• Description of the task
Write out precisely the lines beginning with the line that contains "Objective — set a marker on each instance of the railway" and ending with the last line of the entries, and no other lines.

• Given information
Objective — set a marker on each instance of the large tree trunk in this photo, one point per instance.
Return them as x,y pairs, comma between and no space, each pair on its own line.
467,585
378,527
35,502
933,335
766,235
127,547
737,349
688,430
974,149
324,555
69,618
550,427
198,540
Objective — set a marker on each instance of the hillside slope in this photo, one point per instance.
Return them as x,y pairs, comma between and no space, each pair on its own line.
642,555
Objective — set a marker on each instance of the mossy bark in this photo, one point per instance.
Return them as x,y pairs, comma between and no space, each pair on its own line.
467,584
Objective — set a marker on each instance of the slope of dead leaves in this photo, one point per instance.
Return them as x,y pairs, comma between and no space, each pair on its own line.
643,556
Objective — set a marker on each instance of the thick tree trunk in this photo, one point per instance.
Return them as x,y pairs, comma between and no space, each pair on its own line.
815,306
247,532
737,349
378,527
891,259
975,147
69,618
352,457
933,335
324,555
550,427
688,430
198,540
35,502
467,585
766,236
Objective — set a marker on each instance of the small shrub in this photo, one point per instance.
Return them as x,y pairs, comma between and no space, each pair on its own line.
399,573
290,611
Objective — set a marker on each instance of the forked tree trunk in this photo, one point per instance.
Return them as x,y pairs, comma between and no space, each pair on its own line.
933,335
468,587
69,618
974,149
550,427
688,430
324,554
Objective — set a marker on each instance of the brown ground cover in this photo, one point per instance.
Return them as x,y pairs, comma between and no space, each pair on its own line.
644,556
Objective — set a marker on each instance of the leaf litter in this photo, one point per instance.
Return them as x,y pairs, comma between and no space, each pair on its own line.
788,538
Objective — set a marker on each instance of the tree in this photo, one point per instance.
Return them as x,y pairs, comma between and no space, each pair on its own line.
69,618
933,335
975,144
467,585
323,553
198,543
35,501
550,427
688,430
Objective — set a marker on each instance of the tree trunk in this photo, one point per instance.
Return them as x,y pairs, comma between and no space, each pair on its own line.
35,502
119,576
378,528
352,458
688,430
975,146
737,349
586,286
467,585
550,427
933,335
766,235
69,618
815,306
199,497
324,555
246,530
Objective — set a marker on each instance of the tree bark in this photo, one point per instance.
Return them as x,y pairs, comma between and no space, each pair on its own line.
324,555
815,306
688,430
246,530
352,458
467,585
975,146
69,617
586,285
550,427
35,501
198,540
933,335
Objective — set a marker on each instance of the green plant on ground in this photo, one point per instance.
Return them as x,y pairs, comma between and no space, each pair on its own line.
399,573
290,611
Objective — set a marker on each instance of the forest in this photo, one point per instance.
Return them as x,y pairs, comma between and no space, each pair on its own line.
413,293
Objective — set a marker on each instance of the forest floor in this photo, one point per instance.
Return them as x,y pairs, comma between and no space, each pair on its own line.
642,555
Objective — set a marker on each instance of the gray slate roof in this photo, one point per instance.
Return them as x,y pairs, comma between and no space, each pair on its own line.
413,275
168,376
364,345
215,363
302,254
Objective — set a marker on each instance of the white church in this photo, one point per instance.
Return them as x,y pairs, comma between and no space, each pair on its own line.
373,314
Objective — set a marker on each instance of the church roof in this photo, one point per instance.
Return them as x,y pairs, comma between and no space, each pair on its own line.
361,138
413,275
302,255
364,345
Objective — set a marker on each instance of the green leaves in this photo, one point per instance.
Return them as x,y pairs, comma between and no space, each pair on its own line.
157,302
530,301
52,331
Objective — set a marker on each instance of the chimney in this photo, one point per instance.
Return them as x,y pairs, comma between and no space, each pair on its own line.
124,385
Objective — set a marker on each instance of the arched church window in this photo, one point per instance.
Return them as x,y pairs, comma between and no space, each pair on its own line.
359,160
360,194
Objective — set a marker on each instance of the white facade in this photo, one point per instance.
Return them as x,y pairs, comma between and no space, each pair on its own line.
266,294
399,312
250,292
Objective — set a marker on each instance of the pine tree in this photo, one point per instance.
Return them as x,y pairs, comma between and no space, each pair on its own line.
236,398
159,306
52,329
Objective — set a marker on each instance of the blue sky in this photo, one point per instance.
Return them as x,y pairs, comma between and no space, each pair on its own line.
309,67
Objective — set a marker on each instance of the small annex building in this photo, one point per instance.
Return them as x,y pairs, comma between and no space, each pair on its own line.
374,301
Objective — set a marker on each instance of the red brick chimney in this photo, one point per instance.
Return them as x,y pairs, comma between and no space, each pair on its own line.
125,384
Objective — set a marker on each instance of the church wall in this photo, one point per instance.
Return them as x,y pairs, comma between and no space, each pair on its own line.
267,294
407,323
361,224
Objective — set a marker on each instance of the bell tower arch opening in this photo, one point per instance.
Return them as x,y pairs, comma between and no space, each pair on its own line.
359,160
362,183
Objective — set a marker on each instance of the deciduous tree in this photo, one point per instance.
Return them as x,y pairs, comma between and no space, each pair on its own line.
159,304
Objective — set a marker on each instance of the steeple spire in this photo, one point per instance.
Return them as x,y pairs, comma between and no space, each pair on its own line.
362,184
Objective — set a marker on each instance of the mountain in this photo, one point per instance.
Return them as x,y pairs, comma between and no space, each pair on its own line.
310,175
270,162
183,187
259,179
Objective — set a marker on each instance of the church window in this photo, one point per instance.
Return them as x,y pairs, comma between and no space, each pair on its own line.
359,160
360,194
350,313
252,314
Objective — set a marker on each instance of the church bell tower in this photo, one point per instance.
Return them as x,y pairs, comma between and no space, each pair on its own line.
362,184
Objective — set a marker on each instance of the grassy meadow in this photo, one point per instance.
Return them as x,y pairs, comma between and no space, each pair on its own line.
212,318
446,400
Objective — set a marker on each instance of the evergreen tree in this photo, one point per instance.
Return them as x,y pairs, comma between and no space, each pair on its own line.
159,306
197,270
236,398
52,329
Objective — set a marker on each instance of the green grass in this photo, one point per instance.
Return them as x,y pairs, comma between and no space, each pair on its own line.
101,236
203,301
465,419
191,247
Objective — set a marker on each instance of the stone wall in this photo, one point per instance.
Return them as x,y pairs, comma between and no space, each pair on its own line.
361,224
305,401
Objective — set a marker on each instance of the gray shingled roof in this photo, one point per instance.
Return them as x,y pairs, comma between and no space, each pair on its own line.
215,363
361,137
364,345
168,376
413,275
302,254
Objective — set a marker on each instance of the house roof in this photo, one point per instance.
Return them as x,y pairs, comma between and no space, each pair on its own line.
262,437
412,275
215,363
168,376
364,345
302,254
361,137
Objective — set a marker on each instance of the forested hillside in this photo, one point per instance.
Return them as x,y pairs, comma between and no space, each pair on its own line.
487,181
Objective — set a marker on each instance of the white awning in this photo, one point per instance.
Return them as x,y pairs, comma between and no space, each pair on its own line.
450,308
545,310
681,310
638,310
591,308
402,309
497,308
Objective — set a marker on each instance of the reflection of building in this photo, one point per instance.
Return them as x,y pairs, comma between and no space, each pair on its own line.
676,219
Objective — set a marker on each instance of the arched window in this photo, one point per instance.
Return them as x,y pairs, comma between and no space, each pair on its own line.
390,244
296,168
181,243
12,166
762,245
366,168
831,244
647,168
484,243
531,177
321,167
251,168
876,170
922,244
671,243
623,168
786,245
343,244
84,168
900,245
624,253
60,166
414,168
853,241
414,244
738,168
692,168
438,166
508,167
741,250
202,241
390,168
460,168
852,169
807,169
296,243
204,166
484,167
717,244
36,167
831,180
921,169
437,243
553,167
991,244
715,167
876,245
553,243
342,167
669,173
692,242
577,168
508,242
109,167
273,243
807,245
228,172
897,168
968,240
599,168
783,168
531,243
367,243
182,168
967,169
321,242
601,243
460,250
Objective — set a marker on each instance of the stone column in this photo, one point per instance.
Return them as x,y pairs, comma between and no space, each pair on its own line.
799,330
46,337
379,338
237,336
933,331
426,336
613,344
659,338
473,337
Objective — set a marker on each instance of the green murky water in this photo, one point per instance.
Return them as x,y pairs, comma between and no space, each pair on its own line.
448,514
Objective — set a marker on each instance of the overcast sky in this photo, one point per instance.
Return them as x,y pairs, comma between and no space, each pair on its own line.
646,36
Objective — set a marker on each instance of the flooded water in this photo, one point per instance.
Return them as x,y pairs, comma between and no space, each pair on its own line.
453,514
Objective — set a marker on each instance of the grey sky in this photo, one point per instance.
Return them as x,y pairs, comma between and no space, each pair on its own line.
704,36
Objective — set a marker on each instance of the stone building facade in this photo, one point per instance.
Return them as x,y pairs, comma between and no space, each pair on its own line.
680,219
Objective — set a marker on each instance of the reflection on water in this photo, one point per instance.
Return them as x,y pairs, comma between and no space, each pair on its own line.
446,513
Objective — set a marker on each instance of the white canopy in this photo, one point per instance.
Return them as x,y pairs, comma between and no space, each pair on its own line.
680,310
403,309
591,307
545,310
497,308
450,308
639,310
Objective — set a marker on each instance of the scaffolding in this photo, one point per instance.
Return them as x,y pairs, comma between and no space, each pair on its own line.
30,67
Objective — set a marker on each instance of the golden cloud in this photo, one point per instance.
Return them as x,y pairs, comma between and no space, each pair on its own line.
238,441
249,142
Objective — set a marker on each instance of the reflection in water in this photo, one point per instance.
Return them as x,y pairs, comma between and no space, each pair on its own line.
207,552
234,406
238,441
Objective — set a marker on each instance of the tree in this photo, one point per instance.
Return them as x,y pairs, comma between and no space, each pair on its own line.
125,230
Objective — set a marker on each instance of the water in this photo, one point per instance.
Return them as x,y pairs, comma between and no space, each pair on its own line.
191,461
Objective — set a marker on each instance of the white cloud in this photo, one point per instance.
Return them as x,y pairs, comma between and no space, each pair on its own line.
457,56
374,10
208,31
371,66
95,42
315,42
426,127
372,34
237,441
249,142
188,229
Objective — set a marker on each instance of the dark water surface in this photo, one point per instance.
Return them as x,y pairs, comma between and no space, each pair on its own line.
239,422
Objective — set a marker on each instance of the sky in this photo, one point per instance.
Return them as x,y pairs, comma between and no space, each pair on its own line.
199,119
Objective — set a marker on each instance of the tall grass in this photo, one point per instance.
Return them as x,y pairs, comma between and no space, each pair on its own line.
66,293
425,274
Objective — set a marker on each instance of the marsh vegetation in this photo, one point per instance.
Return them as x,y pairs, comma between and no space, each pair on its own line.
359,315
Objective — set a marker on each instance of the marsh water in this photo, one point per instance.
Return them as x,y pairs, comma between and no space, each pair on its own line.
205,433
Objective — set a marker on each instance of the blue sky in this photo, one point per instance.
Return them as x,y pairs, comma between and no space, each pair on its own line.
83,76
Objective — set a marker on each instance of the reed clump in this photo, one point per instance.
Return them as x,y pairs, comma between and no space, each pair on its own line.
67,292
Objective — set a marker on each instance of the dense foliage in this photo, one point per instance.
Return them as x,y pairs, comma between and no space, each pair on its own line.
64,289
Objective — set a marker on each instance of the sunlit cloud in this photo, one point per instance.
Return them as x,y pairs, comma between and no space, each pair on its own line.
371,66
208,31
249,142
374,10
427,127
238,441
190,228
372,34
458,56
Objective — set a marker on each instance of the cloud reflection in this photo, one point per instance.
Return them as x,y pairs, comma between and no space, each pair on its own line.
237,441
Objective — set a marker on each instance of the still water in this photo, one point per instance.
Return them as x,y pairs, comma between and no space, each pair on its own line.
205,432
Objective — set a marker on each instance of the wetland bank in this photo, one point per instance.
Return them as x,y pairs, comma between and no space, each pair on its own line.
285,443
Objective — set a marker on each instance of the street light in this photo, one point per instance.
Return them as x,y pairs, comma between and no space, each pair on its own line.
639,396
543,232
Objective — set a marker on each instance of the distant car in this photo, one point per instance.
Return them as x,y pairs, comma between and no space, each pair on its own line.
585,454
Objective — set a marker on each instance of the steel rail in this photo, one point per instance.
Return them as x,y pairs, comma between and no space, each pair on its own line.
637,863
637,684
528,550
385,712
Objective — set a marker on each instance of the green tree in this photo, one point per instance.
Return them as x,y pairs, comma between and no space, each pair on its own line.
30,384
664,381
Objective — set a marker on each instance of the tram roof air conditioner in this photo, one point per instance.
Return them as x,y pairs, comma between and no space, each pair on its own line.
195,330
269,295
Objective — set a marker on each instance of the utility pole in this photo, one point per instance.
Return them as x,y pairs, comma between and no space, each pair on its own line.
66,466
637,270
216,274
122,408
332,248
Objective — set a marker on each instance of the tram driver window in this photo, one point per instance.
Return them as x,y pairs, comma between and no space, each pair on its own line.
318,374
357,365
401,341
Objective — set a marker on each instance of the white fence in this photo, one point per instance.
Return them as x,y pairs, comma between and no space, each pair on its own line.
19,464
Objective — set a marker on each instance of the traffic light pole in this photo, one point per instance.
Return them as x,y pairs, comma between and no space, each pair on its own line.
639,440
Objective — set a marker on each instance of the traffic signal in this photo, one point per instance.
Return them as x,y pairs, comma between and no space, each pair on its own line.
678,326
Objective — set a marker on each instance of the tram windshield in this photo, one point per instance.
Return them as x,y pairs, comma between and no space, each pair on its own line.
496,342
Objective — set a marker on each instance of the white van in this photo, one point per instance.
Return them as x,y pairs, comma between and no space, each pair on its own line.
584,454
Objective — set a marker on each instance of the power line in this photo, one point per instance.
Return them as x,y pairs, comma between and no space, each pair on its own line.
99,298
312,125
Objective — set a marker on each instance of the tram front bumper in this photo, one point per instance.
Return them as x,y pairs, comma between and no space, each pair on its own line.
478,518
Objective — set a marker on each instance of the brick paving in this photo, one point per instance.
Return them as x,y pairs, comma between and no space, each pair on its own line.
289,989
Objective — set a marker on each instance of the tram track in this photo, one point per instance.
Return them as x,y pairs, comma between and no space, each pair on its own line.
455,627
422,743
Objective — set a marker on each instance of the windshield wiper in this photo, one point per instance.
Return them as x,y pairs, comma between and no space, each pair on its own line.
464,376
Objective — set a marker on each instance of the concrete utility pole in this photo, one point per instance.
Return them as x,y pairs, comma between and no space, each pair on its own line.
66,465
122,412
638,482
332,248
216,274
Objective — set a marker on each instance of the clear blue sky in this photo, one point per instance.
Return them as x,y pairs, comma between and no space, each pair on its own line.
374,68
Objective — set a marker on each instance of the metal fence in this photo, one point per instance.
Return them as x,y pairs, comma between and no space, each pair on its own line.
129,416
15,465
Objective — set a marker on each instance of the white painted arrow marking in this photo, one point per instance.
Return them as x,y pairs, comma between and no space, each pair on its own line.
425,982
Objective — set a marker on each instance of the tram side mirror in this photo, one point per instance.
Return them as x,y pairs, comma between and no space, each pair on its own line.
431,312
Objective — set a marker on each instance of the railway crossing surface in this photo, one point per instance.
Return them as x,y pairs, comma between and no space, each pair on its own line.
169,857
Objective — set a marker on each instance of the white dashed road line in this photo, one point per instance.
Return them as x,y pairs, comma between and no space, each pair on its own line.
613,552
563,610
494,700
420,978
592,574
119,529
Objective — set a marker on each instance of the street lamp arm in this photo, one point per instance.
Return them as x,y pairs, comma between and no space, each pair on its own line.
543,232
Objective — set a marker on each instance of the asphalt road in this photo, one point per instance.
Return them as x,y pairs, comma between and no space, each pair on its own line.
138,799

• Problem solution
Objective — set a marker on each instance of the railway crossing surface in this photo, one point per instance.
Return them as x,y pairs, comma between and no space, each pair on its own line.
169,857
Objective — set a marker on each instance of the white dashed road line in this photo, one point per instance.
Return them as x,y pairs, comma between and no space, each pair on its own line.
613,552
563,610
494,700
420,978
592,574
119,529
Objective — set a marker on each instance of the street lamp arm in this photo, one point per instance.
Return them as x,y pairs, comma between and no space, each pair on its own line.
543,232
Objective — set a marker on each instance of the asphalt road in this photo, one point per instance.
Return them as x,y pairs, comma between and no space, each pair on its own line.
138,799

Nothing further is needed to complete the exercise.